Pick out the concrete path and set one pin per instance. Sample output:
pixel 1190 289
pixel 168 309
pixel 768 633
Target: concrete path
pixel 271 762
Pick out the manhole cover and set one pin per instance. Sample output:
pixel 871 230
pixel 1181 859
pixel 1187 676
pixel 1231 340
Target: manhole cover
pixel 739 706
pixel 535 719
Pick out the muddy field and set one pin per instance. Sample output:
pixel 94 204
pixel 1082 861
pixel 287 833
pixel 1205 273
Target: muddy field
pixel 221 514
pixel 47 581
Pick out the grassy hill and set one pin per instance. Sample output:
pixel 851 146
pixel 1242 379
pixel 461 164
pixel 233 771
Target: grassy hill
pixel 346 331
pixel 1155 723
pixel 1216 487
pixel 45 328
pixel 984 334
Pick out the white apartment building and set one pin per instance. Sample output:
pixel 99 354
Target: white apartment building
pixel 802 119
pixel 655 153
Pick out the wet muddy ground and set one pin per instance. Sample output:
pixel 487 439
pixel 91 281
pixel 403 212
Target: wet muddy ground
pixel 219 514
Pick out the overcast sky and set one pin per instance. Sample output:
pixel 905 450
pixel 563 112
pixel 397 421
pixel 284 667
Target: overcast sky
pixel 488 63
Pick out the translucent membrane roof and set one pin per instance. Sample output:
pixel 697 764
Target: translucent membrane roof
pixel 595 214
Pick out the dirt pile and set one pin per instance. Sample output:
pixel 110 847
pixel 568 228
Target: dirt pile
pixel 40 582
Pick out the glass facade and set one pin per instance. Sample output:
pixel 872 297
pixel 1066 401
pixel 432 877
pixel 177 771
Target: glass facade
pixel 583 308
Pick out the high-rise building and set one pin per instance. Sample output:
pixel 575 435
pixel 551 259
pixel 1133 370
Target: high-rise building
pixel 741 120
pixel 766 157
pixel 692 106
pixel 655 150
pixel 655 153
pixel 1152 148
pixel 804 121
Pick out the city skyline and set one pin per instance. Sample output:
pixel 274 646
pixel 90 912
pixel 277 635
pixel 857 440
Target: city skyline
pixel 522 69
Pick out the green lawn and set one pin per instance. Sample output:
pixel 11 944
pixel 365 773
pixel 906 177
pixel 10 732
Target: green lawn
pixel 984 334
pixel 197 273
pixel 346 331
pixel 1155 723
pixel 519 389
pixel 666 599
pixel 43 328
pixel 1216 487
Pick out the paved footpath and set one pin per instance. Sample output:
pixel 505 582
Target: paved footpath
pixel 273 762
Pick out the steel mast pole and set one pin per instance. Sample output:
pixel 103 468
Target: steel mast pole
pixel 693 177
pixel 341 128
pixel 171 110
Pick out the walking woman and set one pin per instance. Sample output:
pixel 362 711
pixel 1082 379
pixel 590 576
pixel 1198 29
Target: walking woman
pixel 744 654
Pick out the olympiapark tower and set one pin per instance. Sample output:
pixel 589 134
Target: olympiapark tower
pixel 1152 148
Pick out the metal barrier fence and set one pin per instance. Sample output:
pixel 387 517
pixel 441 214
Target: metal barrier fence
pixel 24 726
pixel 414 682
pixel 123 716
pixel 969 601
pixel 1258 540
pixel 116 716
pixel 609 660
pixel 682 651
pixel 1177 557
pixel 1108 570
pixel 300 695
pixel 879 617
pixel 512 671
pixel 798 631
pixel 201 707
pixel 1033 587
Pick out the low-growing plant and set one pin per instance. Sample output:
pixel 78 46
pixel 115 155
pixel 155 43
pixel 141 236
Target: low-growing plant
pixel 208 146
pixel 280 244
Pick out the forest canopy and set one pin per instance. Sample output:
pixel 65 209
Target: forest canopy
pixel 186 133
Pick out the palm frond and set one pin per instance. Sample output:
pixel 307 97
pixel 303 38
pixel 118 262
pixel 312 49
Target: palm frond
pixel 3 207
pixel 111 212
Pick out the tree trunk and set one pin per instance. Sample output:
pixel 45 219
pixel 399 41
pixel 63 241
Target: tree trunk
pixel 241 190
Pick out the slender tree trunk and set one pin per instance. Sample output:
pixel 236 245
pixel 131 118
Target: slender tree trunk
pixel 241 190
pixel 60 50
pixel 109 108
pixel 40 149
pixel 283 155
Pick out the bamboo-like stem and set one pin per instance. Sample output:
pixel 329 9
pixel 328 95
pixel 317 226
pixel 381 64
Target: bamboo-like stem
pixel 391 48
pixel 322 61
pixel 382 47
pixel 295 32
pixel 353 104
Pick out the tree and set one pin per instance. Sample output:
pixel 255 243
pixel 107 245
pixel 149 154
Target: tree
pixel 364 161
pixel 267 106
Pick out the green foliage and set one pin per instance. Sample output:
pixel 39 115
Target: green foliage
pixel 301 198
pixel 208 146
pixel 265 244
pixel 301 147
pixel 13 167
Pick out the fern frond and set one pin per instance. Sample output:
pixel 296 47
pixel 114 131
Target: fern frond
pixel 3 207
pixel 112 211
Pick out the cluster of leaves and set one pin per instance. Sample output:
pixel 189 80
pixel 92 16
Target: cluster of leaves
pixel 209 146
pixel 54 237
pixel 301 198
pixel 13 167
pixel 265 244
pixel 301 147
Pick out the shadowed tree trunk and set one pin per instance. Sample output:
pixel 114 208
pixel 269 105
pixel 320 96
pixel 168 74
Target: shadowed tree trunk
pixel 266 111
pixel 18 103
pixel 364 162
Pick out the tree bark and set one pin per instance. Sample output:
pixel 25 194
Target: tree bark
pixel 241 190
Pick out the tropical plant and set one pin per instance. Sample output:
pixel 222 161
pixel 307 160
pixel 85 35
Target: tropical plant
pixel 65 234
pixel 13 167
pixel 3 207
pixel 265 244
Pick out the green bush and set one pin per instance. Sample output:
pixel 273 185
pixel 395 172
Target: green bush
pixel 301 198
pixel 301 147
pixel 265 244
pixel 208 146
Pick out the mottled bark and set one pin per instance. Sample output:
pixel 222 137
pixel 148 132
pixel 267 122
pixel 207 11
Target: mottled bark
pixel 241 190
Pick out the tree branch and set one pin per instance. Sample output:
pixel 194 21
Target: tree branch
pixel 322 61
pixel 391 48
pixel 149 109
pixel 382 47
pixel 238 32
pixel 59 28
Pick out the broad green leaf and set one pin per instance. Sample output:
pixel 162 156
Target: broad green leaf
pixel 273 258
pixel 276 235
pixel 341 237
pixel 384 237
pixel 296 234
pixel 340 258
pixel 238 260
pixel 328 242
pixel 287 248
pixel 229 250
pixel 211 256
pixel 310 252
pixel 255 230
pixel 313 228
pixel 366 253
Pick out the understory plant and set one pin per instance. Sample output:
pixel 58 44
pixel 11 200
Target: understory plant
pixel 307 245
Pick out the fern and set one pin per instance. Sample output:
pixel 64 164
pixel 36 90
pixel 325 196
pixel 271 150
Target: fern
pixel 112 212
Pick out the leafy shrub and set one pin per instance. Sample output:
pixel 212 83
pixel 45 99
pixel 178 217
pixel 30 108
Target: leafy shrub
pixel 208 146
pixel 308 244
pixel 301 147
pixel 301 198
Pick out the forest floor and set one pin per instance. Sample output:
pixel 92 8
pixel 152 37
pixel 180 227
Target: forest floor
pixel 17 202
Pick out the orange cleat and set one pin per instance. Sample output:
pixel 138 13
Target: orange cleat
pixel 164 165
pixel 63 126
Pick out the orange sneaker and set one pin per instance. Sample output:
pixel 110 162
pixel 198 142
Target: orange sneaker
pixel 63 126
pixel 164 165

=-=-=-=-=

■ **ACTIVITY**
Your task is to output exactly the lines running from the one with "Target: tree branch" through the final line of the material above, with both ends included.

■ **RESPONSE AREA**
Target: tree branch
pixel 322 61
pixel 391 48
pixel 149 109
pixel 382 47
pixel 238 32
pixel 59 28
Pick out the broad green leaf and set one pin per instance. Sample output:
pixel 162 156
Target: broad green leaf
pixel 273 258
pixel 276 235
pixel 341 237
pixel 384 237
pixel 296 234
pixel 340 258
pixel 238 260
pixel 328 242
pixel 287 248
pixel 229 250
pixel 211 256
pixel 310 252
pixel 255 230
pixel 313 228
pixel 366 253
Pick out the understory plant and set one pin per instance. Sample output:
pixel 58 44
pixel 11 200
Target: understory plant
pixel 307 245
Pick out the fern and set one pin per instance. Sample output:
pixel 64 164
pixel 36 90
pixel 325 196
pixel 271 150
Target: fern
pixel 112 212
Pick out the leafy shrub and set one pin per instance. Sample output:
pixel 212 83
pixel 45 99
pixel 178 217
pixel 30 108
Target: leafy shrub
pixel 208 146
pixel 308 244
pixel 301 147
pixel 301 198
Pick out the forest floor and set one pin per instance. Sample output:
pixel 92 8
pixel 152 37
pixel 180 227
Target: forest floor
pixel 17 202
Pick out the orange cleat and set one pin per instance. Sample output:
pixel 138 13
Target: orange cleat
pixel 164 165
pixel 63 126
Pick out the orange sneaker and set one pin per instance. Sample output:
pixel 110 162
pixel 198 142
Target: orange sneaker
pixel 63 126
pixel 164 165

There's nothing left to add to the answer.